▶ **SELECTED TEXT**
By its ordinary meaning, the phrase “with respect to,” like other similar phrases (e.g., “relating to,” “in connection with,” “associated with,” “with reference to”), suggests an “expansive sweep” and “broad scope.”  California Div. of Labor Standards Enforcement v. Dillingham Constr., N.A., Inc., 519 U.S. 316, 324 (1997).  See Coregis Ins. Co. v. American Health Foundation, Inc., 241 F.3d 123, 128-129 (2d Cir. 2001); Kamagate v. Ashcroft, 385 F.3d 144, 154 (2d Cir. 2004).  At the same time, we must avoid applying a “hyper-literal approach” to our interpretation of what can seem to be an open-ended phrase.  See Greater N.Y. Metropolitan Food Council, Inc. v. Giuliani, 195 F.3d 100, 106 (2d Cir. 1999) (Giuliani).  With all of this in mind, we start from the premise that the phrase “with respect to” as utilized in section 8.01(b) must be taken to expand the scope of the amounts that are “for the account” of Beam, as seller, beyond those “credited against . . . Taxes.”  So too, as the parties agreed, the word “Taxes” was defined in the SPA to include VAT.  VAT receivables, in turn, are amounts owed by customers for VAT.  In short, we cannot conclude that the language in section 8.01(b) has such a definite and precise meaning as to exclude VAT receivables, even though we understand that the VAT receivables reported on Acushnet’s balance sheet were not necessarily synonymous with the output VAT reported on a particular tax return.

Certainly, if the intent had been to limit Beam’s rights under section 8.01(b) to tax credits taken or used on a tax return, that could have been stated differently.  Clearly, the parties could have deleted the words “or with respect to.”  They also could have replaced the words “amounts credited against or with respect to Taxes” with the phrase “tax credits.”  The phrase “Tax refunds” appears in section 8.01(b),[20] but not “Tax credits.”  This is notable given that the parties used the phrase “Tax refund or credit” in other parts of section 8.01.[21]  We have to assume, therefore, that they were aware of the phrase “tax credits” and would have used it had they intended to impose the same meaning in section 8.01(b).  See International Fid. Ins. Co. v. Rockland, 98 F. Supp. 2d 400, 412 (S.D.N.Y. 2000) (“Sophisticated lawyers . . . must be presumed to know how to use parallel construction and identical wording to impart identical meaning when they intend to do so, and how to use different words and construction to establish distinctions in meaning”).  Instead, the parties used a phrase that lends itself to ambiguity.  See Giuliani, 195 F.3d at 105 (“[A]mbiguity resides . . . in the open-ended language . . . ‘with respect to’”).

▶ **DATA SUPPLIED**

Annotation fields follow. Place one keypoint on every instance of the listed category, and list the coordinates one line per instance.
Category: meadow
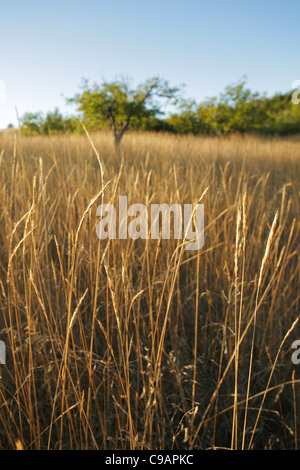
(141, 344)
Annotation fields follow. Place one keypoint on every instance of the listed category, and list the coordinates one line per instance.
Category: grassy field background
(142, 344)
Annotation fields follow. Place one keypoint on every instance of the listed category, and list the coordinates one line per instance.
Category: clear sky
(48, 47)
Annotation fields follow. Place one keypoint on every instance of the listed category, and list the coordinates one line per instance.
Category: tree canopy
(117, 105)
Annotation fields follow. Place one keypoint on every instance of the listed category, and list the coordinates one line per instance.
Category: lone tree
(117, 105)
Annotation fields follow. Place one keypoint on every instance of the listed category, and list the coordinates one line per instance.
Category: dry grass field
(141, 344)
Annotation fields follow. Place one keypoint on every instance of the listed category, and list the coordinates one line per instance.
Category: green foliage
(52, 123)
(117, 106)
(238, 110)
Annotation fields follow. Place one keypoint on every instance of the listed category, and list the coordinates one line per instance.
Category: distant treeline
(237, 110)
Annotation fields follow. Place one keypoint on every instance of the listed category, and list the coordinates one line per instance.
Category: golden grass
(127, 344)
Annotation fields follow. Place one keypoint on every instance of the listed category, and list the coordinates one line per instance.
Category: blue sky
(48, 47)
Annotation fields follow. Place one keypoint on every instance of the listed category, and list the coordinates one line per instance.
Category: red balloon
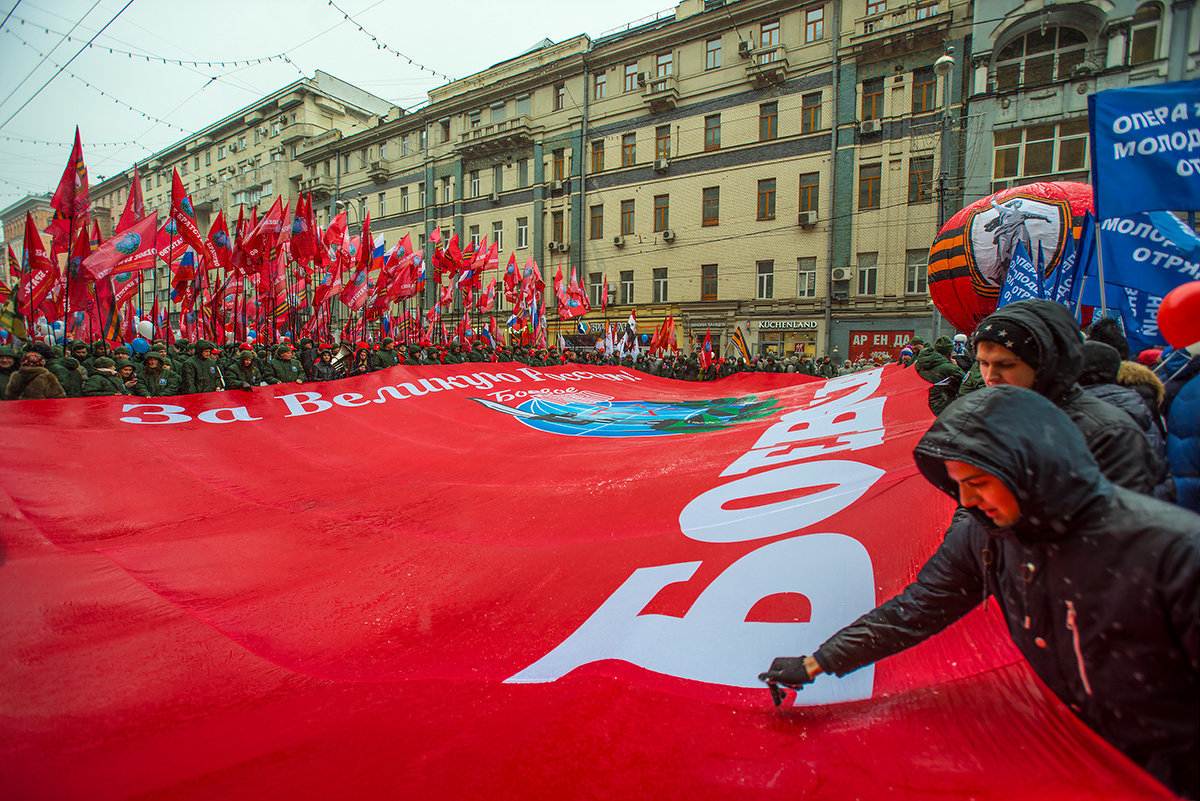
(970, 256)
(1179, 315)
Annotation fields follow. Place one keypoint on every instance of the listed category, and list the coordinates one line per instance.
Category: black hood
(1059, 341)
(1023, 439)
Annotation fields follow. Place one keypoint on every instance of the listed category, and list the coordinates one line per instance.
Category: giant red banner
(496, 582)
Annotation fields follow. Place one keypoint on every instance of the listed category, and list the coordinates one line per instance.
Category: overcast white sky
(455, 38)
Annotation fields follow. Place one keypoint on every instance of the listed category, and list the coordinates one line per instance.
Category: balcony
(898, 26)
(298, 131)
(768, 66)
(501, 136)
(661, 94)
(381, 170)
(321, 186)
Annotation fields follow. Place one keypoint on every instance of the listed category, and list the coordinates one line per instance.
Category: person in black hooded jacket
(1097, 584)
(1037, 344)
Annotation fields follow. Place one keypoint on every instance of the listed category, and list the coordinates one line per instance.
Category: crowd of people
(1063, 457)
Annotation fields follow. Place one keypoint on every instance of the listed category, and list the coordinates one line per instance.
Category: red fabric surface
(367, 601)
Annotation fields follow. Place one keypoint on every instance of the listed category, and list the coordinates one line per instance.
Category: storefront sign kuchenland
(786, 324)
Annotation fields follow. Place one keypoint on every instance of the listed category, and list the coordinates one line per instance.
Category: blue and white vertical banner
(1146, 149)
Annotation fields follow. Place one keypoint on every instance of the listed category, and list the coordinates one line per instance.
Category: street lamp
(942, 67)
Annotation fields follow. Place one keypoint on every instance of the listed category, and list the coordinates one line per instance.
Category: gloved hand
(789, 672)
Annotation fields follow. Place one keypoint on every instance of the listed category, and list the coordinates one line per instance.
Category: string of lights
(382, 46)
(94, 88)
(30, 140)
(150, 56)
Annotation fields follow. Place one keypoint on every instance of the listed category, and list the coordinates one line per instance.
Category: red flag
(130, 251)
(135, 206)
(70, 202)
(184, 216)
(37, 271)
(219, 239)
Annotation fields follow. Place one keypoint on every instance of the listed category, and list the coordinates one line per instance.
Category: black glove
(789, 672)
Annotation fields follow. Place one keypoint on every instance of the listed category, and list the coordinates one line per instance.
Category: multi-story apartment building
(759, 164)
(1033, 67)
(244, 158)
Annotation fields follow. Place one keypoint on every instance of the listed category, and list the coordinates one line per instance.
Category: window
(873, 98)
(1144, 34)
(810, 113)
(1041, 151)
(814, 24)
(595, 222)
(768, 40)
(810, 191)
(708, 282)
(869, 176)
(767, 198)
(867, 272)
(630, 83)
(660, 284)
(663, 142)
(768, 121)
(766, 279)
(916, 275)
(627, 217)
(661, 212)
(711, 206)
(1038, 58)
(664, 64)
(921, 179)
(713, 132)
(924, 90)
(807, 277)
(713, 53)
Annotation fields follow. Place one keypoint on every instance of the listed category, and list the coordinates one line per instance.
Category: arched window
(1041, 56)
(1144, 34)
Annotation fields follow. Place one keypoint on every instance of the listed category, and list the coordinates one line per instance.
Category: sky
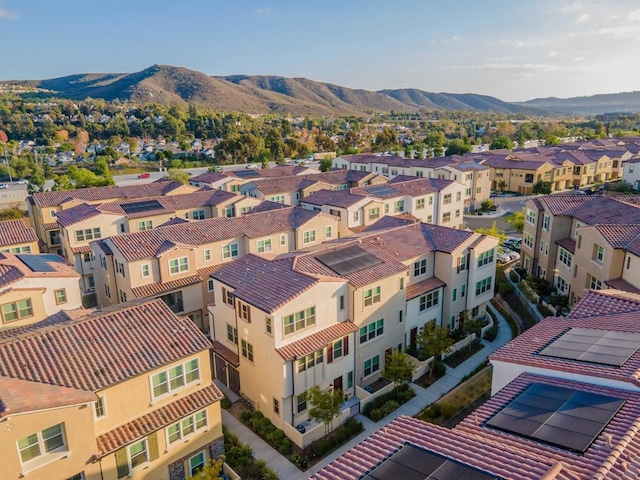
(514, 50)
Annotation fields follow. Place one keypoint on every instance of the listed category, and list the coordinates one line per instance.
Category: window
(420, 267)
(232, 334)
(429, 300)
(483, 286)
(138, 454)
(40, 443)
(309, 236)
(186, 426)
(372, 365)
(565, 257)
(371, 296)
(99, 407)
(87, 234)
(61, 296)
(531, 217)
(196, 463)
(485, 258)
(264, 245)
(247, 350)
(594, 283)
(230, 251)
(598, 254)
(174, 378)
(299, 320)
(145, 225)
(17, 310)
(371, 331)
(177, 265)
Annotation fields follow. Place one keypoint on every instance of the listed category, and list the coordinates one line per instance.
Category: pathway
(424, 397)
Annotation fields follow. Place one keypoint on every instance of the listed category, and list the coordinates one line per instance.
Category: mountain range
(300, 96)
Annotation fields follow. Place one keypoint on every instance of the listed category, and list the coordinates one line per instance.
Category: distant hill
(259, 94)
(595, 104)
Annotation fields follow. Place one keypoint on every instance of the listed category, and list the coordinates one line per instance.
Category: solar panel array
(557, 416)
(414, 463)
(382, 191)
(144, 206)
(348, 260)
(40, 263)
(594, 346)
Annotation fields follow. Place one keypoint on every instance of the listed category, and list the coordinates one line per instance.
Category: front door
(337, 383)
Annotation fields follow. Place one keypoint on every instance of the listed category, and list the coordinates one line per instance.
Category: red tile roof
(13, 232)
(316, 340)
(103, 348)
(160, 418)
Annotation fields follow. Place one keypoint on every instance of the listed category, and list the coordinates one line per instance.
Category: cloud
(7, 14)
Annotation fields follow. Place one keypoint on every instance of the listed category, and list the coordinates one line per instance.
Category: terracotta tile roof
(265, 284)
(148, 243)
(102, 349)
(569, 244)
(15, 231)
(160, 418)
(151, 289)
(613, 455)
(56, 198)
(315, 341)
(424, 286)
(225, 353)
(19, 396)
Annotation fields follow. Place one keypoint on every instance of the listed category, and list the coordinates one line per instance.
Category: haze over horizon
(512, 51)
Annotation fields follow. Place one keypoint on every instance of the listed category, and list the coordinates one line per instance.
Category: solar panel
(40, 263)
(144, 206)
(411, 462)
(557, 416)
(349, 260)
(594, 346)
(382, 191)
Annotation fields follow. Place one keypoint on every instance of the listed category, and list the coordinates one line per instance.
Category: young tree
(399, 369)
(435, 341)
(325, 405)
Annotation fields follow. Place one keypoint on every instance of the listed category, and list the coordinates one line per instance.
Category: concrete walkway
(424, 397)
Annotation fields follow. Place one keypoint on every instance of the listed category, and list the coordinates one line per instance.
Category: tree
(399, 369)
(325, 405)
(493, 231)
(435, 341)
(212, 470)
(516, 220)
(178, 175)
(542, 187)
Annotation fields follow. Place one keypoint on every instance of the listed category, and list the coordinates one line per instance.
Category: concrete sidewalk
(424, 397)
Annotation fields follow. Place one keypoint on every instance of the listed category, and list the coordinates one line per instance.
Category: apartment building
(330, 316)
(34, 286)
(581, 242)
(43, 207)
(562, 409)
(16, 237)
(174, 262)
(102, 402)
(83, 223)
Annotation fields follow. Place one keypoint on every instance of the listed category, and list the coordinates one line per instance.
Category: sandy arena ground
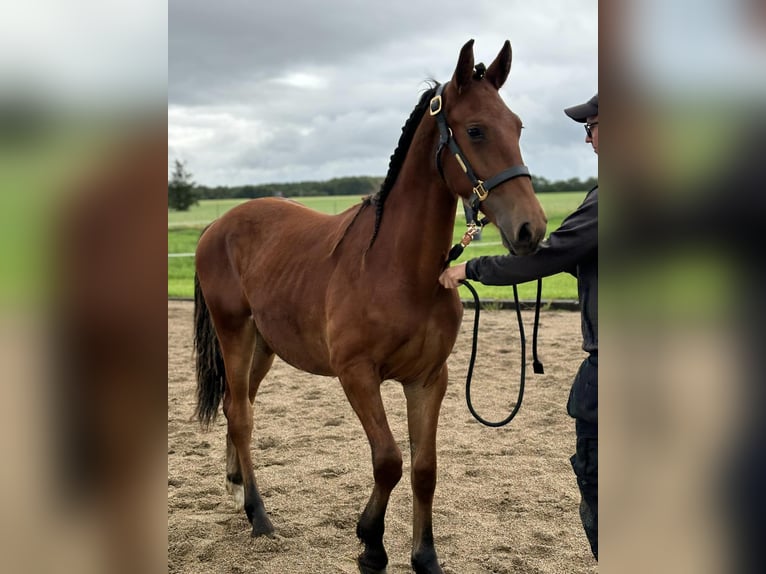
(506, 499)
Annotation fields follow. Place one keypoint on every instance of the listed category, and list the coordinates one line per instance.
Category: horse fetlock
(424, 561)
(373, 561)
(237, 492)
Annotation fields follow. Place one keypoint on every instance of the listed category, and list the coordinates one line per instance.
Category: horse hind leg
(238, 339)
(263, 358)
(362, 387)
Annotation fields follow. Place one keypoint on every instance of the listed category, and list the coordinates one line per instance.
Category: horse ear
(499, 69)
(464, 69)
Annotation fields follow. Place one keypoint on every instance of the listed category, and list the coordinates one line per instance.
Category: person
(573, 248)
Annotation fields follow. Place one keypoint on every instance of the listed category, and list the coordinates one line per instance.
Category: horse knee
(387, 467)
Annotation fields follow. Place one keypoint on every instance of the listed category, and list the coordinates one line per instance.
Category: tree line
(183, 192)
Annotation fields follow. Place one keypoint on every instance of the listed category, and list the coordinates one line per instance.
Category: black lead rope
(537, 366)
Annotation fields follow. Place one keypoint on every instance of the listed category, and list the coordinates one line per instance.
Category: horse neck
(420, 211)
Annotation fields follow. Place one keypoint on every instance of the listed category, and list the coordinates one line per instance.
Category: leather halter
(481, 188)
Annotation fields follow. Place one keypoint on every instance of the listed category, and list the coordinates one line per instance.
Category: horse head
(482, 134)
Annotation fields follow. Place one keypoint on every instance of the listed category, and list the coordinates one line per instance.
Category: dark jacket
(573, 248)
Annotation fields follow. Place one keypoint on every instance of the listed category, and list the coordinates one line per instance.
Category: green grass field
(184, 229)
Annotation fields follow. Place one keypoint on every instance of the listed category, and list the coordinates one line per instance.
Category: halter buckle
(480, 192)
(436, 105)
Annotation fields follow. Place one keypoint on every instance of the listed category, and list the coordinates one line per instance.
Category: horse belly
(294, 331)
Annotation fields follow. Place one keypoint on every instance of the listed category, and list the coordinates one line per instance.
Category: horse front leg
(362, 387)
(423, 404)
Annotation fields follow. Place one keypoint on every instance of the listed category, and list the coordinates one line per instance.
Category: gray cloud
(308, 90)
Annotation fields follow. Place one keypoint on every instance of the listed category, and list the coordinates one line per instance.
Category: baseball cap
(582, 112)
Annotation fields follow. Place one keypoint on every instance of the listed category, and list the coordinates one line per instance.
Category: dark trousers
(583, 407)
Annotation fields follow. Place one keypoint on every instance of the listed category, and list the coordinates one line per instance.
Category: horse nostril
(525, 233)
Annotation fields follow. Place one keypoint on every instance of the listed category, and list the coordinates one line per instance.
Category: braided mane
(397, 158)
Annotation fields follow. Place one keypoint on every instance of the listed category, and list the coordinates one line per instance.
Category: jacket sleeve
(576, 238)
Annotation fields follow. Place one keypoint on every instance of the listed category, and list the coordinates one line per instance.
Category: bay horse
(356, 295)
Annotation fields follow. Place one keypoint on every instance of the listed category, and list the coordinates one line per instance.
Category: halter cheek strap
(481, 188)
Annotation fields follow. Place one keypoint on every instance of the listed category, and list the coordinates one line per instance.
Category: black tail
(211, 375)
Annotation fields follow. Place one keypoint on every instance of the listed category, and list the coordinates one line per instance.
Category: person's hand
(452, 276)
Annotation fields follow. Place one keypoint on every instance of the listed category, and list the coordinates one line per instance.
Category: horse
(356, 295)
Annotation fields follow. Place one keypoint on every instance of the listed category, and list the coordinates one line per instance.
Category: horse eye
(475, 133)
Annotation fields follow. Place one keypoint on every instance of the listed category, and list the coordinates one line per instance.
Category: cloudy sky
(303, 90)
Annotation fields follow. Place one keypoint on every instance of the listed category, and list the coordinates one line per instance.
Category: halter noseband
(481, 188)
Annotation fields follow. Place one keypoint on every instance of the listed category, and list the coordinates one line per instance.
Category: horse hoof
(426, 564)
(262, 531)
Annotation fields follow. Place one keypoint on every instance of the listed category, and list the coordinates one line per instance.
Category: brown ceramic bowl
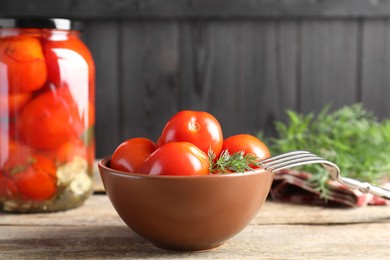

▶ **EXERCISE TASK**
In the passage on section 8.01(b), which phrase appears in that section in place of "Tax credits"?

▶ **EXERCISE RESULT**
"Tax refunds"